[Records drawn from a dataset]
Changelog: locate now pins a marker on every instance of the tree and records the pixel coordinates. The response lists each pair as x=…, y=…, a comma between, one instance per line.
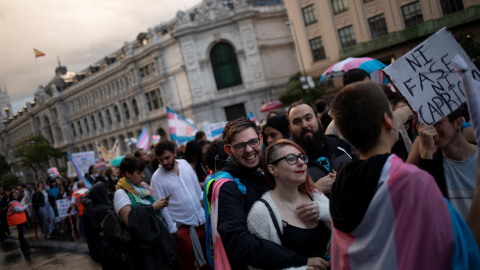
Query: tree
x=4, y=166
x=35, y=152
x=294, y=92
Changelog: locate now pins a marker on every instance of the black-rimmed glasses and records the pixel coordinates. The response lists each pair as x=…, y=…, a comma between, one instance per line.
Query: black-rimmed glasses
x=291, y=159
x=240, y=147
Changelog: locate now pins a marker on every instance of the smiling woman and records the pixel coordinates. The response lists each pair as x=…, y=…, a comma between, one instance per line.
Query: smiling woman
x=294, y=214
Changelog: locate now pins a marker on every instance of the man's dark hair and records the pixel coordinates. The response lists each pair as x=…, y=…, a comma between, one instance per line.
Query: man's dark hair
x=164, y=145
x=354, y=75
x=298, y=103
x=235, y=126
x=137, y=152
x=199, y=135
x=130, y=164
x=320, y=105
x=358, y=111
x=455, y=115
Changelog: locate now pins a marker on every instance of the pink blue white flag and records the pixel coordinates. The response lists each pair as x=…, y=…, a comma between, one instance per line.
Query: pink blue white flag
x=180, y=129
x=78, y=172
x=143, y=140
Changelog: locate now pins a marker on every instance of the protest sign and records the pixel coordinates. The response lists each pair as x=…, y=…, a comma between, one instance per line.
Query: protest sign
x=426, y=79
x=62, y=207
x=83, y=160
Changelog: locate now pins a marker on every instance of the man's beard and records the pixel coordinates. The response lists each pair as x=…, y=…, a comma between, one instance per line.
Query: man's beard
x=311, y=145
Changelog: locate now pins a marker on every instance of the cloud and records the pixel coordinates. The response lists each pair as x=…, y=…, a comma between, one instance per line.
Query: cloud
x=79, y=32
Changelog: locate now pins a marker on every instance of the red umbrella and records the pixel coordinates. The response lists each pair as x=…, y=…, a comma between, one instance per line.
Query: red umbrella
x=272, y=105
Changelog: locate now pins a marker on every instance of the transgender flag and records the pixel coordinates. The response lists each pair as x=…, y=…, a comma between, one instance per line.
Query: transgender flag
x=180, y=129
x=143, y=140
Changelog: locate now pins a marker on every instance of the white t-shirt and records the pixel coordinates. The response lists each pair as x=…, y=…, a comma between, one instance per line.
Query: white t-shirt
x=460, y=177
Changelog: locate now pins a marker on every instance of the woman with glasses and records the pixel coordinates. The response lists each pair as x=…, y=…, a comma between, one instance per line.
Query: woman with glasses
x=275, y=217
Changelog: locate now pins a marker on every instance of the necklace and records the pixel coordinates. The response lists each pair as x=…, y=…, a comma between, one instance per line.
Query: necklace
x=285, y=203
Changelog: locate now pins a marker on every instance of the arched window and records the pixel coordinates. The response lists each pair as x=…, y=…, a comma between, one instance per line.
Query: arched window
x=87, y=128
x=225, y=66
x=109, y=117
x=100, y=118
x=125, y=109
x=94, y=125
x=135, y=107
x=117, y=114
x=80, y=127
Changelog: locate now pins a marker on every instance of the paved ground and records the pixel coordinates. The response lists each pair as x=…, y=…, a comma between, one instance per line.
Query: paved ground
x=59, y=253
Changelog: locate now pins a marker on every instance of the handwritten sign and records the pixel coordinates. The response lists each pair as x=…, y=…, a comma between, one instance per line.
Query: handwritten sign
x=62, y=207
x=426, y=79
x=84, y=160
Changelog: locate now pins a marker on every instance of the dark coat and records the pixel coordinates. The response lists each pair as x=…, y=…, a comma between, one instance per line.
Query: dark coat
x=242, y=247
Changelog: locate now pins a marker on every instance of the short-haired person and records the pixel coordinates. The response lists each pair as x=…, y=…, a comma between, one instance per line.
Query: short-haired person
x=16, y=217
x=145, y=157
x=243, y=145
x=379, y=201
x=275, y=128
x=285, y=167
x=75, y=202
x=139, y=211
x=326, y=153
x=450, y=159
x=175, y=179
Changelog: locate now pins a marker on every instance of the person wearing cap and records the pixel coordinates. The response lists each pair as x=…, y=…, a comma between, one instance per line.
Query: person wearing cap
x=275, y=128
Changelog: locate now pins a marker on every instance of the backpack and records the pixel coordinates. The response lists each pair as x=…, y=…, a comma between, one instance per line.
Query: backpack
x=210, y=182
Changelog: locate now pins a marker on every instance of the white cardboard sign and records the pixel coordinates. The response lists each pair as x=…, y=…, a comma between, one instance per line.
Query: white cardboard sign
x=426, y=79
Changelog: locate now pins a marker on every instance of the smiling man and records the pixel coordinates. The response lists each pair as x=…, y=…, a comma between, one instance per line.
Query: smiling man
x=454, y=163
x=175, y=179
x=243, y=145
x=326, y=152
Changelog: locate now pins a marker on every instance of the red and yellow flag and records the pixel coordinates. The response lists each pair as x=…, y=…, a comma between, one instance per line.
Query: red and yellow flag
x=38, y=53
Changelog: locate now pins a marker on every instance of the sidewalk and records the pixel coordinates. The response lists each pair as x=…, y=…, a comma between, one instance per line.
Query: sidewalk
x=58, y=253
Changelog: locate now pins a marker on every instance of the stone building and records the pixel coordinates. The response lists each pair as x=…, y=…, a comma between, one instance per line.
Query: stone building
x=217, y=61
x=328, y=31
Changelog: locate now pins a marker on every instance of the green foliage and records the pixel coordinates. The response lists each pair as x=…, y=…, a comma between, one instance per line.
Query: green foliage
x=35, y=152
x=294, y=92
x=4, y=166
x=9, y=181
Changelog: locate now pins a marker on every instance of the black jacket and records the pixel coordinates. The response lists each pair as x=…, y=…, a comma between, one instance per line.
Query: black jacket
x=435, y=168
x=338, y=151
x=242, y=247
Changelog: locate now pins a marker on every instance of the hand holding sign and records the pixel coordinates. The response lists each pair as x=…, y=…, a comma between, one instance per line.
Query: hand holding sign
x=426, y=78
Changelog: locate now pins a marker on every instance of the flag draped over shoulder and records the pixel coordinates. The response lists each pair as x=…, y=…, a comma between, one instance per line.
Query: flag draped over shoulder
x=38, y=53
x=180, y=129
x=107, y=155
x=143, y=140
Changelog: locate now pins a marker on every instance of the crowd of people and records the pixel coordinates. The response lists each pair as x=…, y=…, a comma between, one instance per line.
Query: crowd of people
x=353, y=183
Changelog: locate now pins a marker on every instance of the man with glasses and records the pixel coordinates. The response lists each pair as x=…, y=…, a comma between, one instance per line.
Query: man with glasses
x=450, y=159
x=243, y=145
x=326, y=152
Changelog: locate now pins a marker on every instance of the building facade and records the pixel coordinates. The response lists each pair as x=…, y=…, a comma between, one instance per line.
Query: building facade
x=328, y=31
x=217, y=61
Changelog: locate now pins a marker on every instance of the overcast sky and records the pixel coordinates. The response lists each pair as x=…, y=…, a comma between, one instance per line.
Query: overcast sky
x=79, y=32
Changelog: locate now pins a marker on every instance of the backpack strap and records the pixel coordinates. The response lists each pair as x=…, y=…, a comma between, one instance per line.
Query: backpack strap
x=274, y=219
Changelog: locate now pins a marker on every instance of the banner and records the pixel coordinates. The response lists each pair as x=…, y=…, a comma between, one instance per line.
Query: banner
x=426, y=79
x=62, y=207
x=213, y=131
x=181, y=131
x=107, y=155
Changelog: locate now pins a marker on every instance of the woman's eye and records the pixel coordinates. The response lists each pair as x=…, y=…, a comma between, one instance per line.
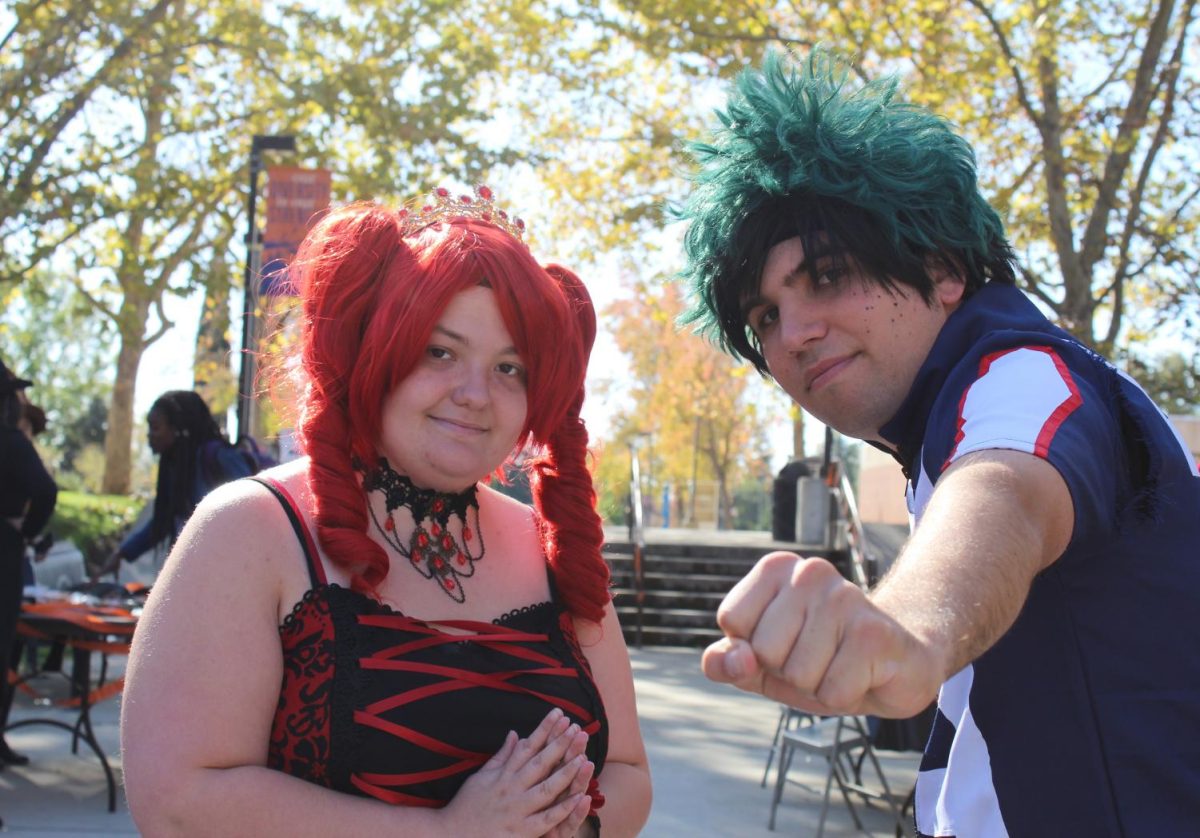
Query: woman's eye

**Work order**: Output all of the entries once more, word for word, with the images removed.

**Result of the exercise**:
Changelog: locate now pins a marker on every instance of the tree and records the pixel coordinates. The response lists each pair as x=…, y=…, a comma between, one instance per line.
Query: tree
x=4, y=166
x=35, y=152
x=294, y=92
Changelog: locate now pins a marker on every instance of the black-rimmed glasses and records the pixel coordinates. The response lists each pair as x=…, y=…, a comma between, one instance per line.
Query: black-rimmed glasses
x=291, y=159
x=240, y=147
Changelog: locate now pins a marker on every instance of the smiling woman and records the pixel coordinates. The response lists each pair as x=…, y=…, a comma between, one instance per line.
Query: smiling woman
x=294, y=214
Changelog: locate now pins a marker on every instance of the man's dark hair and records the pixel coordinates. The response lists each pair as x=…, y=…, a comma between, one instance per line.
Query: man's dark hair
x=164, y=145
x=354, y=75
x=298, y=103
x=235, y=126
x=137, y=152
x=199, y=135
x=130, y=164
x=320, y=105
x=358, y=111
x=455, y=115
Changelog: locate now pins a marker on every instance of the pink blue white flag and records the pixel coordinates. The response lists each pair as x=…, y=…, a comma between, one instance per line.
Query: pink blue white flag
x=180, y=129
x=78, y=172
x=143, y=140
Changelog: locate now pins a marker on every instance of the protest sign and records the pixel coordinates. The response lists each pair as x=…, y=…, a comma between, one instance per line.
Query: protest sign
x=426, y=79
x=62, y=207
x=83, y=160
Changelog: locate now pins a marker on every instance of the man's beard and records the pixel coordinates. The response lists each pair as x=…, y=…, a comma between, one instance per line.
Query: man's beard
x=311, y=145
Changelog: locate now pins a marker on every instance of the cloud and records the pixel coordinates. The response lists each pair as x=…, y=…, a comma between, one instance per line.
Query: cloud
x=79, y=32
Changelog: locate now pins a marker on every instance of the red umbrella and records the pixel coordinates. The response lists each pair as x=…, y=…, a comma between, one instance per line.
Query: red umbrella
x=272, y=105
Changelog: locate now pins a marker on every instance of the transgender flag and records the pixel coordinates. The response lists each pair as x=…, y=…, a comma between, one instance per line.
Query: transgender flag
x=180, y=129
x=143, y=140
Changelog: locate now pins a marker on every instance of the white t-shirt and records the pixel coordinates. The response lists each pair as x=…, y=…, a comma between, one instance per line.
Query: white t-shirt
x=460, y=177
Changelog: locate now pins a marker on every instance of the woman with glasses and records the pixel coordinates. The response lists each pair as x=…, y=…, a comma between, one instance per line.
Query: woman with glasses
x=275, y=217
Changelog: locate now pins a marker on every instance of the necklace and records the pixel coordinates. The response lists each pair as x=…, y=…, a comma between, one instance per line.
Query: necklace
x=285, y=203
Changelog: locate now pins a marker on every instance of the arched window and records the pixel coordinates. The response lists each pair as x=…, y=…, a comma between, one instance per line.
Query: arched window
x=87, y=128
x=225, y=66
x=109, y=117
x=100, y=118
x=125, y=109
x=94, y=125
x=135, y=107
x=117, y=114
x=80, y=127
Changelog: locate now pins a marker on every instance of the paved ground and records the pixel coordinates. The response lists each pair as x=…, y=…, a comma between, one instance per line.
Query: paved ground
x=59, y=253
Changelog: locate now pins a marker on every instance of the handwritten sign and records the pixel coordinates. The response lists each pair as x=…, y=…, a comma between, one instance per line.
Query: handwritten sign
x=62, y=207
x=426, y=79
x=84, y=160
Changelog: locate now pins a marker on every instance of the dark coat and records the pixel coordinates. The response lists each pair as x=…, y=…, a comma between, one instance per line.
Query: dark coat
x=242, y=247
Changelog: locate now pins a marker on every instance of the short-haired person and records the pixel coordinates. The response lists each pair as x=…, y=…, a comma between, one instance per line.
Query: short-haired person
x=16, y=217
x=145, y=157
x=243, y=145
x=379, y=201
x=275, y=128
x=285, y=167
x=75, y=202
x=139, y=211
x=326, y=153
x=450, y=159
x=175, y=179
Changelog: locate now pins a marker on every instance of the person wearing cap and records the pixel coordinates. The response lists each pair as x=…, y=…, a comma between, one instance per line.
Query: person wearing cap
x=275, y=128
Changelog: locate now pins a marker on every instance of the backpack and records the pixel coordinates. The response lists each pair as x=…, y=…, a comma between, one instance per line.
Query: backpack
x=210, y=182
Changelog: locate now pins a marker on every instance of the white cardboard sign and records the pixel coordinates. The response lists each pair as x=…, y=…, a comma between, one instance per line.
Query: white cardboard sign
x=426, y=79
Changelog: locate now pins a marker on every instance of the smiling man and records the pixel coordinates. The response lists each pair as x=…, y=…, a comma between, one instance per line.
Query: smiling man
x=454, y=163
x=175, y=179
x=243, y=145
x=326, y=152
Changelog: locate now pins a marker on every instance of the red and yellow flag and records the pixel coordinates. The response lists each pair as x=…, y=…, a comma between, one instance per line.
Query: red and yellow flag
x=38, y=53
Changelog: locate now pins a marker on every instance of the sidewalk and records the pixel coordinates. The response lists each pair as x=…, y=…, a comma between, one instance per line.
Query: sidewalk
x=58, y=253
Changelog: locate now pins a marker on every instance of the stone building and records the pixel coordinates. The response lists each pair as x=…, y=…, a comma between, one instance per line.
Query: stone building
x=217, y=61
x=328, y=31
Changelog: locate now pins a marker on every instance of the green foliage and records the pixel coordinates. The response lists each pair as x=…, y=…, a comma between, one instance per line.
Query: green foliage
x=35, y=152
x=294, y=92
x=4, y=166
x=9, y=181
Changelog: locate now pins a marker on every instance of the black jacket and records the pixel coordinates. The response lists each pair as x=…, y=…, a comma between, one instance per line.
Query: black jacket
x=435, y=168
x=338, y=151
x=242, y=247
Changelog: locate now pins a marker on every instance of the hand holding sign and records the pixel coordinates. The response lists each pair as x=…, y=…, a comma between, one instance per line.
Query: hand holding sign
x=426, y=78
Changelog: locate now pins a marker on every instance of the flag draped over shoulder and records the pixel coordinates. The response lists each pair as x=…, y=…, a comma between, one instance per line.
Query: flag draped over shoulder
x=38, y=53
x=180, y=129
x=107, y=155
x=143, y=140
Changelog: locate now pins a marker on every instance of the crowd of people and records the pixel coordinates. The response lists each pair as x=…, y=…, a comma between, one instance per line.
Query: crowd of people
x=353, y=183
Changelog: locate now pins a marker on every instance of the man with glasses and records the pixel coordinates. The response lists each pair as x=…, y=…, a comma between, one instance per line.
Query: man with glasses
x=450, y=159
x=243, y=145
x=326, y=152
Changelog: locate now pins a marker on every instance of the building facade and records the pixel coordinates. The response lists each pair as x=…, y=…, a comma between, one instance per line.
Query: building facade
x=328, y=31
x=217, y=61
Changelog: locate now pins a marker on every instance of the overcast sky and records the pixel coordinates. The response lists each pair as x=…, y=…, a comma between, one instance per line.
Query: overcast sky
x=79, y=32
Changelog: locate now pins a marker on every instance of the backpack strap and records the pixel coordinates. The response lists each pair as x=…, y=…, a comma between, one instance per line.
Query: backpack strap
x=274, y=219
Changelog: locate now pins a marker on every instance of the banner and records the pixel coordinates. The response lists each pair as x=…, y=…, a comma between, one instance per line.
Query: banner
x=426, y=79
x=62, y=207
x=213, y=131
x=181, y=131
x=107, y=155
Changelog: locate now pins a marker on every instance of the woman's eye and records the pixel coordinates. The response lists each pair as x=…, y=…, a comma between, one instance per line.
Query: woman's eye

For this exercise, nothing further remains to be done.